Goal:
Copy every one of the entries below without changing a word or character.
----- Items
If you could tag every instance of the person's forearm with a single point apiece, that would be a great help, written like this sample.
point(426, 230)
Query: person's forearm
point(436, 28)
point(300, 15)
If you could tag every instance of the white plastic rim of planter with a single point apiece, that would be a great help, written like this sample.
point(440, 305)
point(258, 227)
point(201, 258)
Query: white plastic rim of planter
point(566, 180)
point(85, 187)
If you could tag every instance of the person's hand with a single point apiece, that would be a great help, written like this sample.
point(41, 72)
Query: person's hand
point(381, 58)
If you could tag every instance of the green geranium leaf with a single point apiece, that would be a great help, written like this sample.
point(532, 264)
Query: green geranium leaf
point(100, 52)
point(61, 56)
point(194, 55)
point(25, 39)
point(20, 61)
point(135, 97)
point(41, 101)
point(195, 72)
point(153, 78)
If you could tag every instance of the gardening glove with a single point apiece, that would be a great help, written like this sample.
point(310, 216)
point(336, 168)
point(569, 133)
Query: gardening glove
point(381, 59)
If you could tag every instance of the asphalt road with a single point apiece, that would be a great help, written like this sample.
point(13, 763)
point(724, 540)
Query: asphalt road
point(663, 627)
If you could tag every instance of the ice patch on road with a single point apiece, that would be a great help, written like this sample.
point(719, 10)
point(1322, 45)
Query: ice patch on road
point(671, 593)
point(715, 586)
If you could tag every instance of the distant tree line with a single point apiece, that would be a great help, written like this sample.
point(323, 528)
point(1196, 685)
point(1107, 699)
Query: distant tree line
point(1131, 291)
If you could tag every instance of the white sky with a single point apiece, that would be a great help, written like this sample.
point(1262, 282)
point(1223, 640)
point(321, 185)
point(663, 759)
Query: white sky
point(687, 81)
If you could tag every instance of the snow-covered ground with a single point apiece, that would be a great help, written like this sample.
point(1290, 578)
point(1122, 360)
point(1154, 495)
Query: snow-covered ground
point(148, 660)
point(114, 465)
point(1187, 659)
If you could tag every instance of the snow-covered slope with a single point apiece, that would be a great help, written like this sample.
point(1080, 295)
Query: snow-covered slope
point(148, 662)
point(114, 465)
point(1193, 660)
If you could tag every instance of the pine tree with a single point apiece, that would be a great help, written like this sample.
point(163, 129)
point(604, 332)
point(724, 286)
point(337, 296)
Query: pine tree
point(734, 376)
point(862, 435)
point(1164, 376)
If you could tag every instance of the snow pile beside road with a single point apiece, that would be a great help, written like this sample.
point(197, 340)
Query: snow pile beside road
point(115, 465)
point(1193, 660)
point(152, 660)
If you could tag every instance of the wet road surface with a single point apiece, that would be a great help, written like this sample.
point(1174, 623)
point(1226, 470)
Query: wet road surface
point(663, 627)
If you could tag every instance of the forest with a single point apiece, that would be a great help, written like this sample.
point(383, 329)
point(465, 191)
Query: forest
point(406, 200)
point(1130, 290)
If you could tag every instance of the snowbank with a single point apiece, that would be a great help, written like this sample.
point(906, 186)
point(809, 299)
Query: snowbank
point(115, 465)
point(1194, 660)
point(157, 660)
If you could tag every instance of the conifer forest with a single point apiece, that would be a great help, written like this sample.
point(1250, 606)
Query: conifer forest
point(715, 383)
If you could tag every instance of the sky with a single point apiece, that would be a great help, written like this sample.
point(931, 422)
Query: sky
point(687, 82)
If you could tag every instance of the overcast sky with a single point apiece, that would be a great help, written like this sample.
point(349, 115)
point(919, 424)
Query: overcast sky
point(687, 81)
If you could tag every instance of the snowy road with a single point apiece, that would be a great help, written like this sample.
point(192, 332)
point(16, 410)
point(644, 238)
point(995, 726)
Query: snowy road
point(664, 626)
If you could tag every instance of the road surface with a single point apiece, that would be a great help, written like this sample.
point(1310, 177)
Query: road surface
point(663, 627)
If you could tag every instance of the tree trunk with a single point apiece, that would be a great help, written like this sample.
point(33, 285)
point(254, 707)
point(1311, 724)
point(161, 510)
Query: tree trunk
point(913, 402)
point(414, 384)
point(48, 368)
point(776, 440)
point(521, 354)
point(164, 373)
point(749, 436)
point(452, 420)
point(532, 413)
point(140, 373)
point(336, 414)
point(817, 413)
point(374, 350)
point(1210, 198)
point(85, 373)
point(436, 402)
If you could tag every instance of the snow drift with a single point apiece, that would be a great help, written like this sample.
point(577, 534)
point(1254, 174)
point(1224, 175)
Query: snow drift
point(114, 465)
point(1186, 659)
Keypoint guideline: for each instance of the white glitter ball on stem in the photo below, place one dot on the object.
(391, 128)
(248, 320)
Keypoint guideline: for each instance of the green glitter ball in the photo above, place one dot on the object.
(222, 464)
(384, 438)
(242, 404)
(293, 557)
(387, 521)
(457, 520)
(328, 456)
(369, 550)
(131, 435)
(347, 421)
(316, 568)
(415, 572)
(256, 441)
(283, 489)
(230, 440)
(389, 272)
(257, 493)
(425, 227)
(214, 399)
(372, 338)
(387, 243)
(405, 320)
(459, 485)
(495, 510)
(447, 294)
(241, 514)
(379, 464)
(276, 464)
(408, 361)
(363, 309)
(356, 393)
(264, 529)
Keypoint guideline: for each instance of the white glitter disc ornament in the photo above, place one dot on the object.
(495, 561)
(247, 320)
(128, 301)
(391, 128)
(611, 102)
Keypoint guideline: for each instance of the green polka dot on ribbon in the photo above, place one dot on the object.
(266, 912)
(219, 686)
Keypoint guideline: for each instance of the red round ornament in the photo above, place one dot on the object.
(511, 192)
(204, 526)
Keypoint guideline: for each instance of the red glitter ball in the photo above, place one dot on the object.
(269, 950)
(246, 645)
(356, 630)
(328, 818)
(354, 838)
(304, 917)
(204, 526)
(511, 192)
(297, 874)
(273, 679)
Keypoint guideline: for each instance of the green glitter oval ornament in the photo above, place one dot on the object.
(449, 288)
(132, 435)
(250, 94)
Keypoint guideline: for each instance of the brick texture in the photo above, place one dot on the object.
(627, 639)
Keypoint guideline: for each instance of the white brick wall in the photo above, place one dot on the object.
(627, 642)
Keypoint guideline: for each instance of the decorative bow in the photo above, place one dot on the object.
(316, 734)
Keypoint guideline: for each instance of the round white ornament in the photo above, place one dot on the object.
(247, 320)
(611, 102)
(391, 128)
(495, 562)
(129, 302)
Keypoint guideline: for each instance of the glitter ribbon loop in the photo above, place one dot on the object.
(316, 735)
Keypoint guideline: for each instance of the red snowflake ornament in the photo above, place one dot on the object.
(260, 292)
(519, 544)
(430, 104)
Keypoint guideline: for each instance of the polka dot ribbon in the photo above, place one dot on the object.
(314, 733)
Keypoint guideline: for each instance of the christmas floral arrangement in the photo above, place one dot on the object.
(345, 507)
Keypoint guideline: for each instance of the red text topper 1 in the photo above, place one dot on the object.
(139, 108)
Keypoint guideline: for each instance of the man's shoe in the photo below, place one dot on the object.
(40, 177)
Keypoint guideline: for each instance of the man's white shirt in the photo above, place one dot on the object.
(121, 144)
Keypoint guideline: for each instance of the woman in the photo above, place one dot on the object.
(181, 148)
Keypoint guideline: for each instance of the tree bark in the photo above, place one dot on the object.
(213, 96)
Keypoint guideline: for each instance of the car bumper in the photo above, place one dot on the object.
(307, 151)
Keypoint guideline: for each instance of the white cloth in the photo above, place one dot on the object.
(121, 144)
----------
Output for this task:
If you could tag every instance of the person's forearm with a single point apiece, that would be a great help, written like this sample.
point(426, 230)
Query: person's forearm
point(436, 28)
point(300, 15)
If you could tag every instance of the white plastic rim of planter with a single point apiece, that would be a great help, written like this sample.
point(440, 305)
point(258, 227)
point(201, 258)
Query: white plastic rim of planter
point(566, 180)
point(85, 187)
If you could tag every instance of the person's hand with a single point apiece, that would be a great help, written like this sample.
point(41, 72)
Query: person's hand
point(381, 58)
If you could tag every instance of the green geranium leaf with a single point apiece, that would be a great help, written like this sample.
point(532, 264)
Query: green geranium leaf
point(100, 52)
point(61, 56)
point(194, 55)
point(25, 39)
point(20, 61)
point(135, 97)
point(41, 101)
point(195, 72)
point(153, 78)
If you could tag every instance of the gardening glove with a single point apiece, that would be a great help, written like this sample.
point(310, 216)
point(336, 168)
point(569, 133)
Query: gardening glove
point(381, 59)
If you could tag every instance of the asphalt road with a single point apiece, that would be a great help, written like this sample.
point(13, 763)
point(724, 540)
Query: asphalt road
point(663, 627)
If you could tag every instance of the ice patch on road with a single point apiece, that would be a great help, written like this sample.
point(719, 10)
point(1322, 45)
Query: ice patch on road
point(671, 593)
point(715, 586)
If you could tag every instance of the distant tree line with a single point apiece, that would be a great help, written like this sample.
point(323, 528)
point(1196, 685)
point(1107, 699)
Query: distant tree line
point(1131, 291)
If you could tag every instance of the white sky with a single point apiece, that would be a great help, written like this sample.
point(1262, 282)
point(1223, 640)
point(321, 185)
point(663, 759)
Query: white sky
point(687, 81)
If you could tag every instance of the snow-covered ground with a single point apiece, that would be a great help, written like this sample.
point(1290, 578)
point(1122, 360)
point(1154, 495)
Query: snow-covered ground
point(148, 660)
point(114, 465)
point(1187, 659)
If you could tag every instance of the snow-covered slope with a single point apiece, that would be a great help, written like this sample.
point(1080, 295)
Query: snow-covered slope
point(148, 662)
point(114, 465)
point(1193, 660)
If you could tag every instance of the pine tree with a single point apiece, that would be a great help, written like this sample.
point(163, 129)
point(604, 332)
point(724, 286)
point(337, 296)
Query: pine tree
point(734, 376)
point(862, 435)
point(1164, 376)
If you could tag every instance of the snow pile beside road with a single point apiece, that would be a great help, written like this sample.
point(197, 340)
Query: snow pile beside road
point(115, 465)
point(1193, 660)
point(152, 660)
If you could tag every instance of the wet road surface with a single point apiece, that would be a great help, written like this sample.
point(1174, 623)
point(1226, 470)
Query: wet road surface
point(663, 627)
If you could tag every instance of the forest with a single point apiece, that would be a great help, written like this sample.
point(383, 329)
point(465, 191)
Query: forest
point(406, 200)
point(1130, 290)
If you could tag every instance of the snowbank with a single point apiece, that would be a great help, written like this sample.
point(906, 186)
point(809, 299)
Query: snowbank
point(115, 465)
point(1194, 660)
point(157, 660)
If you could tag every instance of the conifer forest with a single point apiece, that would be a great help, written like this sample.
point(1250, 606)
Query: conifer forest
point(715, 383)
If you could tag every instance of the sky with a single point apiece, that would be a great help, written like this sample.
point(931, 422)
Query: sky
point(687, 82)
If you could tag every instance of the overcast sky with a single point apiece, that would be a great help, written like this sample.
point(349, 115)
point(919, 424)
Query: overcast sky
point(687, 81)
If you could tag every instance of the snowy road with a single point apiece, that would be a great help, written like this sample.
point(192, 332)
point(16, 410)
point(644, 238)
point(995, 726)
Query: snowy road
point(664, 626)
If you could tag every instance of the road surface with a single point apiece, that would be a great help, written like this sample.
point(1310, 177)
Query: road surface
point(663, 627)
If you could tag every instance of the tree trunk with a single point apiece, that would be a great help, written like this sample.
point(33, 285)
point(254, 707)
point(1311, 724)
point(161, 510)
Query: tree trunk
point(913, 402)
point(414, 384)
point(48, 368)
point(776, 440)
point(521, 354)
point(164, 373)
point(749, 436)
point(452, 420)
point(532, 413)
point(140, 373)
point(336, 414)
point(817, 413)
point(374, 350)
point(1210, 198)
point(85, 373)
point(436, 402)
If you could tag every instance of the snow drift with a single point apiece, that would be a great help, written like this sample.
point(577, 534)
point(1254, 174)
point(1224, 175)
Query: snow drift
point(114, 465)
point(1186, 659)
Keypoint guideline: for each instance of the white glitter ball on stem in the photo below, place one dot on the object.
(391, 128)
(248, 320)
Keypoint guideline: for each instance of the green glitter ball in the photo above, place one dot on the object.
(222, 464)
(384, 438)
(242, 404)
(293, 557)
(387, 521)
(457, 520)
(328, 456)
(369, 550)
(131, 435)
(347, 421)
(316, 568)
(415, 572)
(256, 441)
(283, 489)
(230, 440)
(389, 272)
(257, 493)
(425, 227)
(214, 399)
(372, 338)
(387, 243)
(405, 320)
(459, 485)
(495, 510)
(447, 294)
(241, 514)
(379, 464)
(276, 464)
(408, 361)
(363, 309)
(356, 393)
(264, 529)
Keypoint guideline: for each instance of the white glitter disc ornament in the photo above, place one dot on the object.
(495, 561)
(247, 320)
(128, 301)
(391, 128)
(611, 102)
Keypoint guideline: for each instance of the green polka dot on ribbon in the photo above, place one dot on the object.
(266, 912)
(219, 686)
Keypoint guideline: for each instance of the red round ornament in the photo above, place one dot on the object.
(511, 192)
(204, 526)
Keypoint guideline: for each instance of the red glitter ball in the photo above, place one dot on the object.
(269, 950)
(246, 645)
(356, 630)
(328, 818)
(354, 838)
(304, 917)
(204, 526)
(511, 192)
(297, 874)
(273, 679)
Keypoint guideline: for each instance of the green glitter oval ornament in the photo above, place one dot on the object.
(449, 288)
(132, 435)
(250, 94)
Keypoint guideline: for each instance of the brick texture in the photo above, place one dot on the object.
(627, 639)
Keypoint guideline: for each instance of the white brick wall in the photo above, place one dot on the object.
(627, 642)
Keypoint guideline: for each instance of the decorative bow in the photo above, place one dot on the object.
(316, 734)
Keypoint guideline: for each instance of the round white ornament in the photo above, place one dot on the object.
(247, 320)
(611, 102)
(391, 128)
(495, 562)
(129, 302)
Keypoint guideline: for each instance of the glitter ribbon loop in the photo above, place one dot on the object.
(316, 735)
Keypoint guideline: for each instance of the red snowflake ornament in the photo above, place one dot on the object.
(260, 292)
(519, 544)
(430, 104)
Keypoint guideline: for each instance of the polka dot ribbon in the photo above, place one dot on the object.
(314, 733)
Keypoint guideline: for each instance of the christmas floral arrangement in the photo above, place one dot on the object.
(345, 507)
Keypoint guideline: for each instance of the red text topper 1 in the photo above, place one dot on the object.
(139, 108)
Keypoint guideline: for each instance of the man's shoe in the photo below, place one dot on the object.
(40, 177)
Keypoint guideline: for each instance of the man's white shirt in the photo above, place one dot on the object.
(121, 144)
Keypoint guideline: for each instance of the woman in the photo above, place one dot on the object.
(181, 148)
Keypoint guideline: for each instance of the tree bark in the photo above, place one dot on the object.
(213, 96)
Keypoint guideline: for each instance of the car bumper in the photo above, place one dot on the object.
(307, 151)
Keypoint guideline: for each instance of the white cloth in the photo above, place one dot on the object.
(121, 144)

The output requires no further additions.